Bottom of pitch 7 (photo by Steve Machuga)

We scrambled most of the the descent until we got to one of the chimneys. We opted to rappel at the rap station there and that is where we were joined by another party who had just topped out on an east face route. One of the guys, Blake, scrambled down to me and set up the next rappel at the next chimney and rapped down. They allowed us to use their rope and I rapped it to find Blake scrambling down to the base. One of his partners came down and said "its only 5.0 right?" and started scrambling the final bit as well. His other partner showed up with another rope and we rappelled to the base. The one partner who started scrambling got a bit sketched and rapped the last bit before Steve could finally rap down.

Once on the ground, we returned to our packs at the base, turned on our headlamps and hiked out.

Overall this was a great climb. Although it was 5.6, the first pitch was no doubt the crux for us. (Were we off route the entire time?) It was loose, not well protected, and strenuous. There were three really enjoyable (dare I say great?) pitches on the route and some other good pitches as well. While clouds threatened all day, they mostly stuck to bothering the nearby peaks like Silver Star and Cutthroat. It was windy and cool on route, but we did have brief moments of sun.

My pics are here.

Monday, August 10, 2009

A Wet Day - 08.10.09

Steve and I planned our third consecutive Monday to be at Three O'Clock Rock again. But weather was looking to thwart us and made us think of heading to Leavenworth to climb The Mole with only a 20% chance of precip there. After contemplating the two hour drive and the possibility of getting rained out after hiking six miles, we decided to take our chances with the 70% chance of rain on the west side. So we headed to Darrington with the hope we could get a few pitches in before the rain started.

We didn't even make it to Darrington before we saw ominous clouds and wet roads. Just before reaching Darrington, it started to rain on the car. It was now time for "Plan B." Steve and I discussed this possibility the night before and decided that if it started to rain we would do a reconnaissance mission to see if we could find some slabs worthy of climbing.

#### MATERIAL SHOWN
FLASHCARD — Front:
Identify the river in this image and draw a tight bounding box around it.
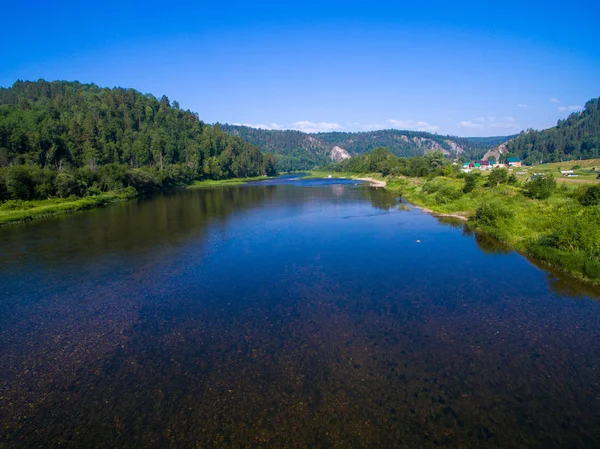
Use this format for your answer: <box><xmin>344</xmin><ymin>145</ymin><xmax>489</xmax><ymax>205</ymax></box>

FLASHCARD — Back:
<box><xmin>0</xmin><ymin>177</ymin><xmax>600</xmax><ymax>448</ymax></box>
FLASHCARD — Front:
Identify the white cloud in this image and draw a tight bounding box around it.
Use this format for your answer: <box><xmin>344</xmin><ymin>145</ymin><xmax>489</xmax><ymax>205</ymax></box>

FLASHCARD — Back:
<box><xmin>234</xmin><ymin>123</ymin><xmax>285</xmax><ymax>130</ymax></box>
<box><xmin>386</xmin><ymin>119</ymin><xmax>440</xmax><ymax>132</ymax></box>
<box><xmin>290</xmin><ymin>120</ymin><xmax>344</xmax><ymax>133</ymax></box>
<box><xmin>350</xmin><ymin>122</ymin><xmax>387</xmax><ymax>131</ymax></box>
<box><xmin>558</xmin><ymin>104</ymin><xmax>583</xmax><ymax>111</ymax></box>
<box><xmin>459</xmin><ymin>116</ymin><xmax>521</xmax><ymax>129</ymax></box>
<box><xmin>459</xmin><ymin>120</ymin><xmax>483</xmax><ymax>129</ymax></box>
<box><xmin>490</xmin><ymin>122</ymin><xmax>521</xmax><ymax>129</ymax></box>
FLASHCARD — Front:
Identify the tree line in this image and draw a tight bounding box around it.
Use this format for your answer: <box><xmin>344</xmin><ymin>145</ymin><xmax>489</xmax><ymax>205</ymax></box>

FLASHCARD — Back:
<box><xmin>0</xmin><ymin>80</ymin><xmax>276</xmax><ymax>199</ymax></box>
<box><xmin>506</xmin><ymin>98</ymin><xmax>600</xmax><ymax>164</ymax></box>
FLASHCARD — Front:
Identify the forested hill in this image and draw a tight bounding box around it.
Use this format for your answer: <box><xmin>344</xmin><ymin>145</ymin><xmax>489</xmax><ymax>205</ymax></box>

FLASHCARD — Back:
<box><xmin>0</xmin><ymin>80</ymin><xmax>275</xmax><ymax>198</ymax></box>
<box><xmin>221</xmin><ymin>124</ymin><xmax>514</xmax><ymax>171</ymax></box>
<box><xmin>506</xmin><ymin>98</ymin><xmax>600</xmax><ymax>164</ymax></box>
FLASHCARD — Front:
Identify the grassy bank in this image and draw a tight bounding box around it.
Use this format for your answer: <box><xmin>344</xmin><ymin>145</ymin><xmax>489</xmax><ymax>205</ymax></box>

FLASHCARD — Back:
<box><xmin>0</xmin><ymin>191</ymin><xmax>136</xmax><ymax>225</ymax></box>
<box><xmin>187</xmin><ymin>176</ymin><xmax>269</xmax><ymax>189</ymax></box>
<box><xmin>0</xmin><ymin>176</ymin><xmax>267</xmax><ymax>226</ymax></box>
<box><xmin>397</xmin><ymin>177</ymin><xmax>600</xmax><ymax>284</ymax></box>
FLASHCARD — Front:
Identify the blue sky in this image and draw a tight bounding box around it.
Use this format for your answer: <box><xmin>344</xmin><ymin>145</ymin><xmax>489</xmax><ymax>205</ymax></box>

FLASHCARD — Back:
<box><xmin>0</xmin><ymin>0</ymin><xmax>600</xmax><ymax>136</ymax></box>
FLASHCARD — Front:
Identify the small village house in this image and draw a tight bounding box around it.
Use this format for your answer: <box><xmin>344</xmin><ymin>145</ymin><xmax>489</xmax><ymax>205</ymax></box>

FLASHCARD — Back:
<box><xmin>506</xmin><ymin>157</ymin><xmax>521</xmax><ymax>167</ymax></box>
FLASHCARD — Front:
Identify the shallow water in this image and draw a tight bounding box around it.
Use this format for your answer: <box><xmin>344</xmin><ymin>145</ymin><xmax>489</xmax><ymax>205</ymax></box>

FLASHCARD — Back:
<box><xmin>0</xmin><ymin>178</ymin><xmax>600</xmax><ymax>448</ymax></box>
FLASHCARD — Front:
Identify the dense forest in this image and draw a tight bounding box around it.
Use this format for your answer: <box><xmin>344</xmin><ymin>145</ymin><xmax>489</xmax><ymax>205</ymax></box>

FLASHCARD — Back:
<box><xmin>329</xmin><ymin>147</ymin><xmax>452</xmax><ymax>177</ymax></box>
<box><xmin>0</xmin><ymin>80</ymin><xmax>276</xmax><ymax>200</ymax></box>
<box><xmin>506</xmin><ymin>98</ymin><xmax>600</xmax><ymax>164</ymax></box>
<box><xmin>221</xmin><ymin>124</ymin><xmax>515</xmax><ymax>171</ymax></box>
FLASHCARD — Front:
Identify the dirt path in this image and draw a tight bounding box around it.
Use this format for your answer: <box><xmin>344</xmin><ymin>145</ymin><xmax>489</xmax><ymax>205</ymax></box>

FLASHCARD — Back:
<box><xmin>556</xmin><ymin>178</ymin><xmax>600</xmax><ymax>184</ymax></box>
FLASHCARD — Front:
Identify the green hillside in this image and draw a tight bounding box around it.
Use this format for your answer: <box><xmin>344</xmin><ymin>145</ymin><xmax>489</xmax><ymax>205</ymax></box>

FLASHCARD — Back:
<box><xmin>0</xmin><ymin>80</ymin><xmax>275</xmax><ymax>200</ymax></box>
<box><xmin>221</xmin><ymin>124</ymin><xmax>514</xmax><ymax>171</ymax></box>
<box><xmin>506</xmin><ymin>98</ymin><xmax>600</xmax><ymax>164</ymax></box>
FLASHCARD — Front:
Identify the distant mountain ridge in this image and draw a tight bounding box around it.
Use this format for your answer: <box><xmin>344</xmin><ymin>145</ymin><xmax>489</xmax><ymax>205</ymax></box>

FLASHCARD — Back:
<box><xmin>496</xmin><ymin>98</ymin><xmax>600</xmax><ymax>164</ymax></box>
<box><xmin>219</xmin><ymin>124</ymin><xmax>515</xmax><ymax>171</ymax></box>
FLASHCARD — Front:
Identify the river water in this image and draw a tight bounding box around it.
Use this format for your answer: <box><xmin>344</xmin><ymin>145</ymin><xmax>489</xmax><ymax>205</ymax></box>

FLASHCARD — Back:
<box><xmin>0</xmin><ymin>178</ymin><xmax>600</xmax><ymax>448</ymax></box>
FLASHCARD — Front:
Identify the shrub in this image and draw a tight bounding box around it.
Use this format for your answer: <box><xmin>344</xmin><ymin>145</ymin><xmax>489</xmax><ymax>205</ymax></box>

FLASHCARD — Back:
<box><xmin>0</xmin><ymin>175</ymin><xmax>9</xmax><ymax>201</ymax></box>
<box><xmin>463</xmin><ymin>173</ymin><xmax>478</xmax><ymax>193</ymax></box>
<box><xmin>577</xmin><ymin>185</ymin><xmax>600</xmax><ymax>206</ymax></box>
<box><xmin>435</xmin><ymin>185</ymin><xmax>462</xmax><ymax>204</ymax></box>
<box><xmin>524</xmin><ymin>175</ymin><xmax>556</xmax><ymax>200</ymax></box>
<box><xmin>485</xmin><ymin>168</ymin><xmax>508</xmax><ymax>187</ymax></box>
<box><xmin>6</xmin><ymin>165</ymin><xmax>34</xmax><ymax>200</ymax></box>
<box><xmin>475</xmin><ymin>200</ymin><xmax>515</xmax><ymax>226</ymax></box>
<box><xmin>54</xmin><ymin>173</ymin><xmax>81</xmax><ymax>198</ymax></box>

#### GIVEN EXERCISE 1
Answer these questions from the climbing trip report:
(a) Which member of the other party set up the rappel at the next chimney?
(b) What grade was the climb?
(c) What chance of precipitation was forecast for Leavenworth?
#### GIVEN EXERCISE 2
Transcribe everything in the climbing trip report from "Monday, August 10, 2009" down to "the rain started.".
#### GIVEN EXERCISE 3
List every proper name of a place, peak, rock, or climb that the climbing trip report mentions.
The material isn't required for this work.

#### EXERCISE ANSWER 1
(a) Blake
(b) 5.6
(c) 20%

#### EXERCISE ANSWER 2
Monday, August 10, 2009

A Wet Day - 08.10.09

Steve and I planned our third consecutive Monday to be at Three O'Clock Rock again. But weather was looking to thwart us and made us think of heading to Leavenworth to climb The Mole with only a 20% chance of precip there. After contemplating the two hour drive and the possibility of getting rained out after hiking six miles, we decided to take our chances with the 70% chance of rain on the west side. So we headed to Darrington with the hope we could get a few pitches in before the rain started.

#### EXERCISE ANSWER 3
Silver Star
Cutthroat
Three O'Clock Rock
Leavenworth
The Mole
Darrington